- [RECORDS SUPPLIED]:
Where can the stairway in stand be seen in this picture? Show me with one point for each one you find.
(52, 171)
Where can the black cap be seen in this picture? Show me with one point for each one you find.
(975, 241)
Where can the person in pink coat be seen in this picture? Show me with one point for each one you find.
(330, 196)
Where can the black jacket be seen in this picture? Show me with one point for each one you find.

- [EXERCISE AIM]: Would you retype the whole listing, exactly as it reads?

- [WRITTEN RESPONSE]:
Where can the stairway in stand be seen in this picture? Show me with one point for each one you find.
(52, 171)
Where can the black cap be seen in this picture? Show me with one point for each one you find.
(975, 241)
Where can the person in pink coat be seen in this picture? Show me with one point for each one you find.
(330, 196)
Where can the black jacket be seen in this picture? Show me with one point for each one you find.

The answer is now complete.